- _Document passage_
++++++++++

Many Weight Lifters Turing To HGH

Human Growth Hormone is becoming the new performance enhancing supplement alongside, and not in place of, anabolic steroids…

A new study has raised concerns over the increasing number of male weight-lifters choosing to use human growth hormone, or HGH, as a performance enhancer.

The study also suggests that many of those taking HGH had also experimented with steroids as well as other illicit drugs, including cocaine and ecstasy.

The study, which involved 231 male weight lifters aged 18 to 40, found that 12% of the participants reported using HGH, or insulin-like growth factor-1 – a similar type of supplement. All of these men had reported using of anabolic steroids and 56% percent had a current or past dependence on opioids, cocaine, and/or ecstasy.

more weight lifters using human growth hormone Many Weight Lifters Turing To HGH

More Weight Lifters Using HGH

Study researcher Harrison G. Pope Jr., MD, professor of psychiatry at Harvard Medical School in Boston and director of Biological Psychiatry Laboratory of McLean Hospital in Belmont, Mass, said:

This is an epidemic that is rapidly increasing and is here to stay for the foreseeable future. Doctors everywhere should be aware of this when they see young patients, especially young male patients.[WebMD]

The HGH takers were typically older and had been lifting weights longer than those not taking the supplement. And while the HGH takers were more muscular, all of them were already using anabolic steroids prior to taking HGH.

++++++++++

- _Explore the material_
[A] Retype the passage of the HGH article from "The study also" up to and including "cocaine, and/or ecstasy.".
[B] According to the HGH article, how many male weight lifters took part in the study, and what was their age range?
[C] Carry on the article about weight lifters using HGH from its final sentence.

- _Supplied information_
++++++++++

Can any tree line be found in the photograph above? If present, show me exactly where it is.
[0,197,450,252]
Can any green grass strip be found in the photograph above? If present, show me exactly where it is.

++++++++++

- _Outputs in order_
[A]
The study also suggests that many of those taking HGH had also experimented with steroids as well as other illicit drugs, including cocaine and ecstasy.

The study, which involved 231 male weight lifters aged 18 to 40, found that 12% of the participants reported using HGH, or insulin-like growth factor-1 – a similar type of supplement. All of these men had reported using of anabolic steroids and 56% percent had a current or past dependence on opioids, cocaine, and/or ecstasy.

[B] 231 male weight lifters, aged 18 to 40.

[C]
Harold C. Urschel, MD, author of Healing the Addicted Brain, noted how the results formed a rather worrying pattern:

We see in this study that HGH users were already taking steroids when they added HGH, so this tells us that they may have been developing a tolerance and needed a turbo boost.

HGH is a chemical produced by the pituitary gland and aids growth in children and adolescents. The hormone is already approved to help treat children with specific growth deficiencies, but little research has been done into the long term effects of HG abuse in adults.

HGH production declines as we age; the supplements counter act that decline, which is why some companies market the supplement as an anti-aging elixir, as well as a performance enhancer.

The growing popularity of the recent trend can be attributed to modern manufacturing processes that have helped reduce the cost of the supplement, making it more accessible to the public. Pope explained that twenty years ago it was extremely expensive and used only by elite athletes who could afford to spend the money.

Although the full dangers of HG abuse are not known, experts warn that it could have serious effects on the heart, especially when used in combination with steroids. High levels of HGH have also been linked to diabetes and cancer.

Barry Sears, PhD, president of Zone Labs Inc. and the Inflammation Research Foundation in Marblehead, Mass admitted that HGH can ‘help bulk up and burn body fat.’ But he also warned that there are health risks attached to it:

Too high levels will promote diabetes and overproduction of bone tissue. You can always tell which elite athletes are on HGH because their bones are growing at a faster rate and their faces look distorted.

The study was published in the American Journal on Addictions.